** Start Text extract **

Democrats Blast Bush's Plea For Patience
Democrats blasted President Bush's plea for more patience with the Iraq war Monday, as House Speaker Nancy Pelosi said the nation has lost confidence in the president's "failed approach."
Senate Majority Leader Harry Reid added that Democrats won't give up on efforts to bring an end to the war.
On the fourth anniversary of the day Mr. Bush directed the invasion to begin, the president made a televised statement from the Roosevelt Room of the White House to defend continued U.S. involvement.
He said his plan to send 21,500 additional U.S. troops to secure Baghdad and Iraq's troubled Anbar Province "will need more time to take effect," especially since fewer than half of the troop reinforcements have arrived in the capital. "There will be good days and bad days ahead as the security plan unfolds," Mr. Bush added.
But Mr. Bush made his case about Iraq to an American public that feels much different today about the war than it did four years ago, notes CBS News chief White House correspondent Jim Axelrod.
Today 39 percent of Americans say invading Iraq was the right thing to do. Four years ago that number was 69 percent.
Democrats are bringing up this week in the House a war spending bill that would effectively require the withdrawal of U.S. troops from Iraq by the fall of 2008, on top of providing funding for the wars in Iraq and Afghanistan for the year. The White House has been pushing aggressively against this legislation, and Mr. Bush did so again on Monday.
"It can be tempting to look at the challenges in Iraq and conclude our best option is to pack up and go home," he said. "That may be satisfying in the short run. But I believe the consequences for America's security would be devastating."
Democrats reacted harshly to the president's statement. They called it an open-ended commitment to a losing strategy.
"The American people have lost confidence in President Bush's plan for a war without end in Iraq," said Pelosi. "That failed approach has been rejected by the voters in our nation, and it will be rejected by the Congress."
Democrats also sought to refute Mr. Bush's assertion that the House bill would reduce flexibility needed by the military to win the war.
"There is nothing in this legislation that will be considered this week that micromanages the war," said House Majority Steny Hoyer, D-Md. No military general "will in any way be constrained from the tactics or the strategies that they deem best to employ on the ground in Iraq."
House Minority Leader John Boehner reiterated that Republicans would vote against the bill. Without GOP support, Democrats have been struggling to make sure they have enough votes within their own party.
"Our troops have not quit on us, and Republicans will not quit on them," said Boehner, R-Ohio, who has predicted "99 percent" of GOP lawmakers will vote against the Democratic proposal.
In the Senate, Reid said Democrats in his chamber won't relent in trying to stop Mr. Bush's "flawed policy." Last week, Senate Republicans easily turned back Democratic legislation requiring a troop withdrawal to begin within 120 days.
"We will not stop until they listen to the American people and change course in Iraq," Reid said.
In other developments:
CBS News correspondent Allen Pizzey reports that four years on, few Iraqis feel there is anything to be thankful for, and many U.S. troops who hoped to be home long ago now feel as if they're trying to catch up.

** End Text extract **

» **What you should do**
In the article about Democrats criticizing Bush's plea for patience on Iraq, what percentage of Americans said invading Iraq was the right thing to do four years earlier?

** Start Dataset entries **

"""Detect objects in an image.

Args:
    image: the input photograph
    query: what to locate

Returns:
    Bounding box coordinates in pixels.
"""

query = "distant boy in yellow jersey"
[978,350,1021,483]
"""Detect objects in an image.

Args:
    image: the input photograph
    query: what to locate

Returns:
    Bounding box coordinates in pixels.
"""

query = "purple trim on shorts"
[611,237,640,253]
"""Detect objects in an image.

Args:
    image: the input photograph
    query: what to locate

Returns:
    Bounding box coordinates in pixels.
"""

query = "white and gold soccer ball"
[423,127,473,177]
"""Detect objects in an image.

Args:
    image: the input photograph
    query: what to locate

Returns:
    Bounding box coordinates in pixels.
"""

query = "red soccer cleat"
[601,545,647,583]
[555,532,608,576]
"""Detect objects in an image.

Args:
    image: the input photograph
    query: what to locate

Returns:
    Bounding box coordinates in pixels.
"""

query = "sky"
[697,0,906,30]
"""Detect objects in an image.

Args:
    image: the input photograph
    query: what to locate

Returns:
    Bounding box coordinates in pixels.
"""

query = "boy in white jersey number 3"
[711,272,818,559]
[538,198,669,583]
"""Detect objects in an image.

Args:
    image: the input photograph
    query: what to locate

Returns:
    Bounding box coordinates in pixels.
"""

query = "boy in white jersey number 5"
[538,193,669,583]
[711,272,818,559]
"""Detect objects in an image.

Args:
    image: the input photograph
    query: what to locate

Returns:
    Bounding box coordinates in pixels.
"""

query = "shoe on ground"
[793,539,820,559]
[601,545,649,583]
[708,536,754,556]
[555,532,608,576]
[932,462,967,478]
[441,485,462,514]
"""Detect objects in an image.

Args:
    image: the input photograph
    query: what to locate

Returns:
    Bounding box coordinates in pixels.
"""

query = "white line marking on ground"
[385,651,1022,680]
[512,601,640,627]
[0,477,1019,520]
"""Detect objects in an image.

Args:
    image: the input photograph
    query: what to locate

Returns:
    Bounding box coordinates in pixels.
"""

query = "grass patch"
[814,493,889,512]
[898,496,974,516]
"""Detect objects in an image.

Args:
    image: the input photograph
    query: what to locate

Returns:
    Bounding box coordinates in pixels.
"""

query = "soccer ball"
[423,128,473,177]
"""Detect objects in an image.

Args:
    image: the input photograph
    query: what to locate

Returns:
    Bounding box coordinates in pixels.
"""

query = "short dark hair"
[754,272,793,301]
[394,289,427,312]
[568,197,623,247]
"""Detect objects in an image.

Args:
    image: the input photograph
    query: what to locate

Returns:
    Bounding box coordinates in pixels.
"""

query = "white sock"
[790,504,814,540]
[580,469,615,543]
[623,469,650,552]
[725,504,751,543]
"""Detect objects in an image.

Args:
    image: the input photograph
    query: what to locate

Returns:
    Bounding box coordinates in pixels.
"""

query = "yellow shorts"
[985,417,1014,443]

** End Dataset entries **

» **Reply to the exercise**
69 percent